→ Written exercise:
Copy everything in the Pepys text from "On the one hand, there" down to "(15 May 1660).", substituting "holy communion" for "communion".

→ Excerpt to read:
::::::

On the one hand, there is a lot of evidence for Pepys’s taking religious commitments seriously: he was going to “Anglican” services before the Restoration, at a point when these were illegal; he regularly goes to church, often twice on Sundays; he thanks God for his health and for money; and in 1660 he argues with his mother in favour of ‘the Religion I was born in’ – apparently meaning the Church of England, as opposed to her more puritan inclinations. When he died in 1703, he did so with the last rites of the C of E.
On the other hand, he is evidently not devout, skips communion for the entirety of the diary, makes numerous snarky comments about self-serving clergyman, and describes himself as agreeing with Lord Sandwich in being ‘wholly Scepticall’ about the authority of the Protestant churches (15 May 1660).
My reading of all this is that Pepys believes God exists, but he is sceptical about the institutions that claim religious authority: in the 1660s, his church-going is much more about social obligation and sociability, rather than faith.
There’s support for this interpretation from a document he wrote in the mid-1680s on the relationship between personal faith, church and state. Here he is profoundly sceptical about the claims of institutional religion to know divine truth and dictate beliefs; by this point, he also does not think the Bible is a clear source of God’s guidance. He concludes that, beyond the ‘plaine Morall Doctrine’ — which, he says, Christians, Jews, pagans and most religions agree on — little could be known. Therefore, a safe course was to follow the religion of the country. Personal beliefs did not have to tally with outward religious observance, and this was not blameworthy.
Had Pepys voiced these statements publicly in the 1680s, they would certainly have led to him being called an ‘atheist’, because that term was used of anyone who seemed to attack the authority of Christianity, rather than just people who did not believe in God.
From Christopher David Robin Williams:
This question regarding “my valentine” as Sam wrote is a curiosity for me. I can’t imagine a woman/spouse in today’s world accepting another female as her partner’s valentine. Why not Elizabeth?
Kate Loveman:
Valentine’s Day customs in the 1660s seem to have been primarily an opportunity for fun, friendship and presents, rather than a means of declaring sincere love. There are a couple of principal traditions for choosing your valentine: one is by drawing lots, the other dictates that the first man that a woman sees on Valentine’s Day became her valentine. People have fun manipulating these customs. In 1661, Pepys cheerfully demands to know if the person behind his neighbour Sir William Batten’s door is a man or a woman so he doesn’t risk being matched to the wrong woman. He then takes Batten’s daughter as his valentine ‘only for complacency’ (i.e. to be civil), while Elizabeth takes Batten. The next year Elizabeth goes around her house shielding her eyes on Valentine’s Day morning to avoid seeing the painters who are working there – with success because she then claims a family friend as her valentine.
One of the reasons women are keen to get themselves a good valentine partner as that your valentine owes you a present – garters, gloves, stockings, jewellery…. Pepys is Elizabeth’s valentine in 1667 and 1668 (years when she also has another valentine), and he records the cost to his purse each time.
From Phil Gyford:
When compiling your abridged edition of the diary, what kind of rules of thumb did you use for what to entries to include and what to leave out? For example, there are some “plots” that run for some time across many entries but, as you’re using complete diary entries, I imagine it might have been tricky to keep these long-running themes coherent at times?

::::::

→ Supplied material:
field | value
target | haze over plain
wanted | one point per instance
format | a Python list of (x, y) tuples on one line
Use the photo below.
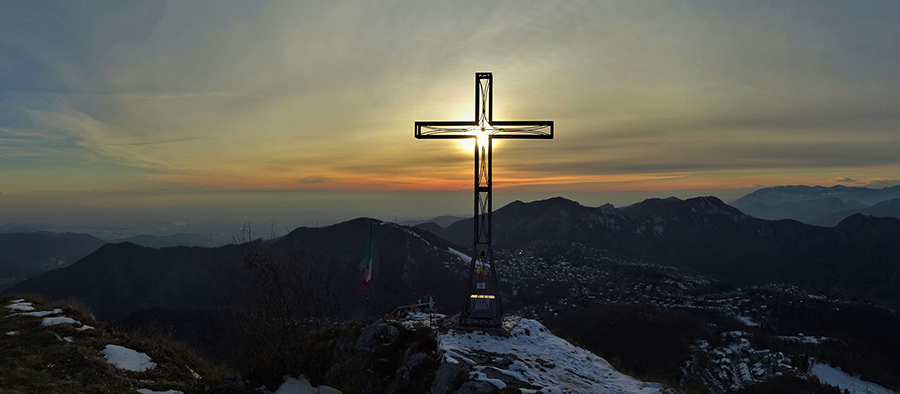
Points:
[(165, 117)]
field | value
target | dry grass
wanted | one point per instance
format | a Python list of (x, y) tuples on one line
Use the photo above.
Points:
[(39, 359)]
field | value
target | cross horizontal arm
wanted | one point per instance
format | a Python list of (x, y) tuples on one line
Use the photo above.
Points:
[(522, 129), (444, 129)]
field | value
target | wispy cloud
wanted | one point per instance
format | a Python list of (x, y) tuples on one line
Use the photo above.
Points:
[(305, 95)]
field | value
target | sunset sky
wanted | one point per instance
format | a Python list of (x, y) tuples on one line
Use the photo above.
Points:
[(305, 110)]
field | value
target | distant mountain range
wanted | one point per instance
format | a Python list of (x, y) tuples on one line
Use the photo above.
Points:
[(857, 258), (166, 241), (442, 221), (818, 205), (24, 255), (119, 279)]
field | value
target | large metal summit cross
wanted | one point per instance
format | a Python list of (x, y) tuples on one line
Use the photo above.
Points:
[(482, 306)]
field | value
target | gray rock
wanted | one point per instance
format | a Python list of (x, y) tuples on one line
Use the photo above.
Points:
[(391, 336), (475, 387), (367, 337), (375, 334), (414, 361), (446, 376), (328, 390)]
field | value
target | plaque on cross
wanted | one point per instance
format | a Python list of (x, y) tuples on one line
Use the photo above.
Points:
[(482, 306)]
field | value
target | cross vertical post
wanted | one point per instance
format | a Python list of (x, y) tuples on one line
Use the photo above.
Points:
[(482, 306)]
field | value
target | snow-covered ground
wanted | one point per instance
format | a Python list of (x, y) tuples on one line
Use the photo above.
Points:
[(301, 385), (539, 358), (126, 359), (836, 377)]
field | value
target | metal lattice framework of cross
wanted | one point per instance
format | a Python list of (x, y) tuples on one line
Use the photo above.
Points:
[(482, 306)]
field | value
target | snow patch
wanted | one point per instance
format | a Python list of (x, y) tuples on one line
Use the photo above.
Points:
[(836, 377), (41, 313), (542, 359), (52, 321), (19, 305), (463, 256), (482, 377), (126, 359), (302, 386)]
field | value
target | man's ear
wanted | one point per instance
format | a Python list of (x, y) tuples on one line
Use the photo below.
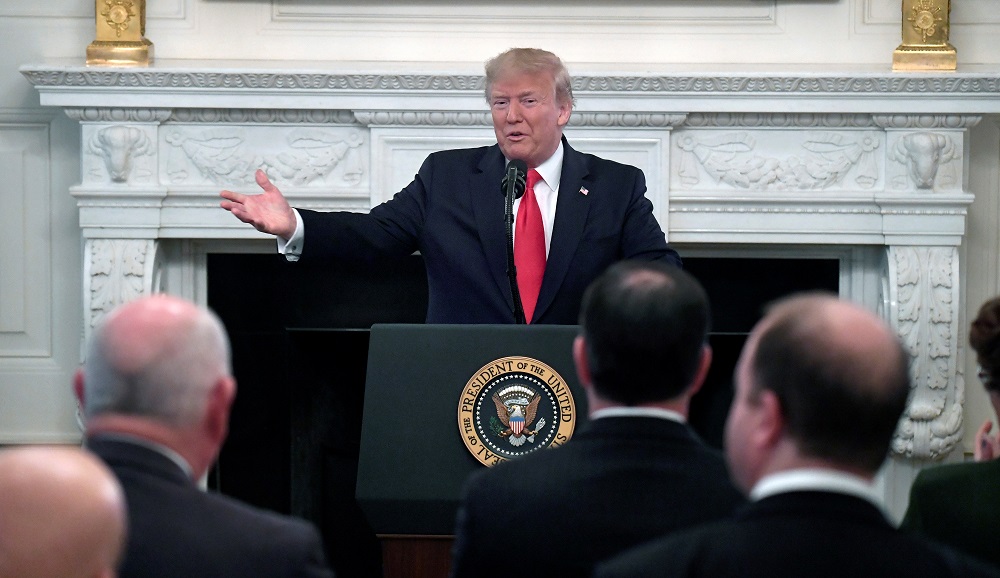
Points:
[(220, 402), (704, 363), (771, 419), (581, 361)]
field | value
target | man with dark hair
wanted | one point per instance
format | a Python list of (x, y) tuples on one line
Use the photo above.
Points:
[(579, 213), (636, 471), (820, 386), (156, 391)]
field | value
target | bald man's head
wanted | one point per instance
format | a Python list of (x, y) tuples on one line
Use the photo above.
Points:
[(157, 357), (62, 514), (839, 374)]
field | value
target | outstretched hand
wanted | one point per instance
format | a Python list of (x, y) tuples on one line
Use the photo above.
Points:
[(987, 446), (268, 212)]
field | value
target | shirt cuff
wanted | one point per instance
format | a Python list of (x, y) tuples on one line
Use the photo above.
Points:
[(292, 248)]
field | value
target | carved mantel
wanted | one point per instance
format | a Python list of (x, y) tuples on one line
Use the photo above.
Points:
[(852, 158)]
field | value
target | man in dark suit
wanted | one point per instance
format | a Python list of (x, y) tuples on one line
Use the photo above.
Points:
[(820, 387), (156, 391), (637, 470), (593, 211)]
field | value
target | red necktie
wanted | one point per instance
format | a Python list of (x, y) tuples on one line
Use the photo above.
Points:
[(529, 247)]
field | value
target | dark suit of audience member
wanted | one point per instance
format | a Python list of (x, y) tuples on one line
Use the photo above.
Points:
[(821, 385), (637, 471), (156, 391), (594, 211), (959, 504)]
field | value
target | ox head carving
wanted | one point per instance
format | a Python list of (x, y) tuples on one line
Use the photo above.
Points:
[(923, 153), (118, 145)]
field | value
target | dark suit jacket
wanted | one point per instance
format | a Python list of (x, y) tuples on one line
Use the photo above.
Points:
[(796, 534), (617, 483), (176, 529), (958, 505), (453, 213)]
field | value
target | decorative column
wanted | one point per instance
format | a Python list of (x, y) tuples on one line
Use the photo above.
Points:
[(925, 182), (120, 200)]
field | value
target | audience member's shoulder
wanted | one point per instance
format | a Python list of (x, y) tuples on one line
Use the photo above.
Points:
[(252, 518), (958, 563), (653, 557), (948, 474)]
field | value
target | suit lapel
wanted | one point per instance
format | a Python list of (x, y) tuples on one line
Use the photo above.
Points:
[(489, 209), (572, 208)]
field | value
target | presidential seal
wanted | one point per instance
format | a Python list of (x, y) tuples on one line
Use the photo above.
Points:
[(513, 406)]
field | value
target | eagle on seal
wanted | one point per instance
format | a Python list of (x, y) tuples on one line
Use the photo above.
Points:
[(516, 418)]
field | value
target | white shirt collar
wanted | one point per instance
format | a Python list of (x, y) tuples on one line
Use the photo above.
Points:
[(622, 411), (158, 448), (551, 170), (815, 479), (546, 192)]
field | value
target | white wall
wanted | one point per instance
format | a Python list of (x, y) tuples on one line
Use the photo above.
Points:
[(40, 248)]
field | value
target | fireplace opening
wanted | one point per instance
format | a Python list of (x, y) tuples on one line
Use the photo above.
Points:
[(300, 343)]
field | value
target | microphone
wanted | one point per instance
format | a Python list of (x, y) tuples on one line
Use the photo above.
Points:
[(512, 186), (514, 181)]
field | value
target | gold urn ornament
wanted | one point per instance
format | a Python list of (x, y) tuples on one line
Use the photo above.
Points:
[(926, 24), (121, 30)]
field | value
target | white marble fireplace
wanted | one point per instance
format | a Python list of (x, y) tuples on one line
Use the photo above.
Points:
[(860, 164)]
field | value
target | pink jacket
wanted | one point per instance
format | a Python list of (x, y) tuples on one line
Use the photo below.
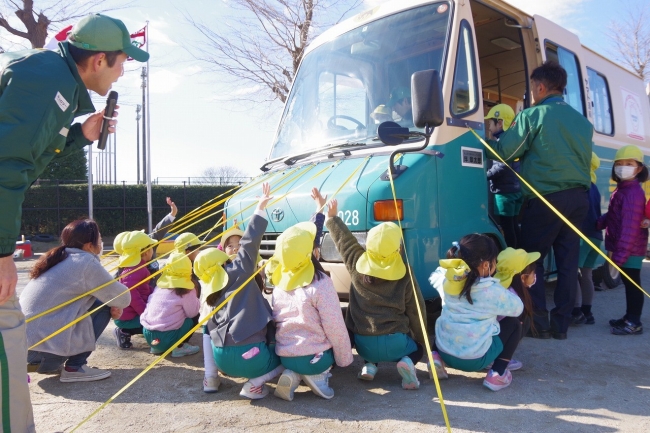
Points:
[(166, 311), (624, 236), (139, 293), (309, 321)]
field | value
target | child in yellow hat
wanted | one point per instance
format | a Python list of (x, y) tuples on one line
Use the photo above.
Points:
[(468, 335), (382, 313), (135, 252), (242, 331), (311, 334), (625, 238), (171, 307)]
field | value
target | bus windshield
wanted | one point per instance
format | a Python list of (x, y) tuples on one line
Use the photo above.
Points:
[(346, 87)]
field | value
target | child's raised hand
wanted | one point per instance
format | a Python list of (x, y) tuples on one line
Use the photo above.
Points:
[(319, 199), (332, 208), (265, 197)]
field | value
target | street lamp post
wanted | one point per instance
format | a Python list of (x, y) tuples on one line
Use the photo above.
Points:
[(137, 137)]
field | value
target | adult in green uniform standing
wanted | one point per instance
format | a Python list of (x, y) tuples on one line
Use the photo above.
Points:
[(41, 92), (554, 143)]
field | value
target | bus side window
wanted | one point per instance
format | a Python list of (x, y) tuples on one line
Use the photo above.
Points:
[(599, 94), (464, 96), (573, 91)]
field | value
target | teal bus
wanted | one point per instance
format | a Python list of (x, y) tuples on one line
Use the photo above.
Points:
[(358, 73)]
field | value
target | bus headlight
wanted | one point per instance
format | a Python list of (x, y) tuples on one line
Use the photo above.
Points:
[(328, 251)]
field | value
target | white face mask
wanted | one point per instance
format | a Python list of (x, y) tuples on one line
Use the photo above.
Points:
[(624, 172)]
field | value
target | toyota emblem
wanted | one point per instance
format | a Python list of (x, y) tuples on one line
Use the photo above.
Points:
[(277, 215)]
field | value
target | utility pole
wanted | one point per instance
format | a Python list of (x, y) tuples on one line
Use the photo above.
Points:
[(137, 137), (144, 124)]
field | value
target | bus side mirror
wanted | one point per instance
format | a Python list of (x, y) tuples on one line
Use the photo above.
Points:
[(427, 103)]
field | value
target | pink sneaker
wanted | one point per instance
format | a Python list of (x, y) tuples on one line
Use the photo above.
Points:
[(495, 382)]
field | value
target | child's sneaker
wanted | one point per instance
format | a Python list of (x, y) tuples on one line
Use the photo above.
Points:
[(319, 384), (367, 372), (439, 366), (254, 392), (628, 328), (184, 350), (287, 384), (406, 369), (211, 384), (495, 382), (123, 339)]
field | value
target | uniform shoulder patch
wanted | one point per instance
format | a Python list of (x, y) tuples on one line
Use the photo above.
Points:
[(61, 102)]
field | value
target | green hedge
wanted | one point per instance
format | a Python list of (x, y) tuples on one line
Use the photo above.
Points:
[(49, 208)]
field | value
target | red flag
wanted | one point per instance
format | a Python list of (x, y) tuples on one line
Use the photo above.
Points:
[(53, 43), (139, 38)]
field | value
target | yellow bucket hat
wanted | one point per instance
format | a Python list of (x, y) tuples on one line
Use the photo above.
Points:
[(629, 152), (511, 262), (457, 271), (185, 241), (177, 274), (293, 251), (502, 112), (129, 246), (208, 267), (382, 258), (595, 163), (230, 233)]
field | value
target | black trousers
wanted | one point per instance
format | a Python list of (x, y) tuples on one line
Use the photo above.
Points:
[(541, 230)]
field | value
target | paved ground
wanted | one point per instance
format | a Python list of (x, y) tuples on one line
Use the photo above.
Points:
[(592, 382)]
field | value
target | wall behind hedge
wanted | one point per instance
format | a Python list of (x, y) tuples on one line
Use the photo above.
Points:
[(49, 208)]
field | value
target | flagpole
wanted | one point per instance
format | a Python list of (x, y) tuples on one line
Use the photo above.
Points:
[(148, 144)]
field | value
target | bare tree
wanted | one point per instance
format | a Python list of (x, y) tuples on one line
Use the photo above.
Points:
[(265, 46), (37, 19), (222, 175), (631, 38)]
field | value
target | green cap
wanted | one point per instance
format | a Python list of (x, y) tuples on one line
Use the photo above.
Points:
[(102, 33)]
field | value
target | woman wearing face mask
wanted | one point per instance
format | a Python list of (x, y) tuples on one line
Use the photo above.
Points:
[(468, 335), (62, 274), (625, 239)]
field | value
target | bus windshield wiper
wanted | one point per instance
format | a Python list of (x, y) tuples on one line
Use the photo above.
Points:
[(295, 158)]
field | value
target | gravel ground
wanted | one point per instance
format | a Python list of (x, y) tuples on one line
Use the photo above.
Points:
[(592, 382)]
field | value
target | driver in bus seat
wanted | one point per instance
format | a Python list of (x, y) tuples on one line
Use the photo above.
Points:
[(400, 103)]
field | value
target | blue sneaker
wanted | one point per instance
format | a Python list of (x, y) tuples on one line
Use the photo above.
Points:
[(406, 369)]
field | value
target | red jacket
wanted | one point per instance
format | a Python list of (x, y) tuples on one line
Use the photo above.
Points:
[(624, 236), (140, 291)]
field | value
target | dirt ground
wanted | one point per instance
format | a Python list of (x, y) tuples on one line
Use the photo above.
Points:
[(592, 382)]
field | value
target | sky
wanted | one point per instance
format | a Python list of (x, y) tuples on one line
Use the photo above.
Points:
[(193, 127)]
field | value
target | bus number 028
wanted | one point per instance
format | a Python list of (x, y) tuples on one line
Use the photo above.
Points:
[(349, 217)]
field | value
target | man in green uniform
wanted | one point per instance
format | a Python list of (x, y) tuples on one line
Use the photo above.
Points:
[(554, 143), (41, 92)]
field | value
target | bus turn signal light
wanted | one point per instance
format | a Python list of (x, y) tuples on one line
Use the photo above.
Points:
[(385, 210)]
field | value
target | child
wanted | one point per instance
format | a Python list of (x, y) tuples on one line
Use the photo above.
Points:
[(242, 331), (311, 333), (468, 335), (171, 307), (208, 266), (516, 270), (585, 290), (625, 240), (134, 250), (382, 314)]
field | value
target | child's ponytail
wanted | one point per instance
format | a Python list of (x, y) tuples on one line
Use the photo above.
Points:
[(474, 249)]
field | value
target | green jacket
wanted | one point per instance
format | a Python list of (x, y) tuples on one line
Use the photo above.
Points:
[(554, 143), (40, 94)]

::::::

→ Result:
On the one hand, there is a lot of evidence for Pepys’s taking religious commitments seriously: he was going to “Anglican” services before the Restoration, at a point when these were illegal; he regularly goes to church, often twice on Sundays; he thanks God for his health and for money; and in 1660 he argues with his mother in favour of ‘the Religion I was born in’ – apparently meaning the Church of England, as opposed to her more puritan inclinations. When he died in 1703, he did so with the last rites of the C of E.
On the other hand, he is evidently not devout, skips holy communion for the entirety of the diary, makes numerous snarky comments about self-serving clergyman, and describes himself as agreeing with Lord Sandwich in being ‘wholly Scepticall’ about the authority of the Protestant churches (15 May 1660).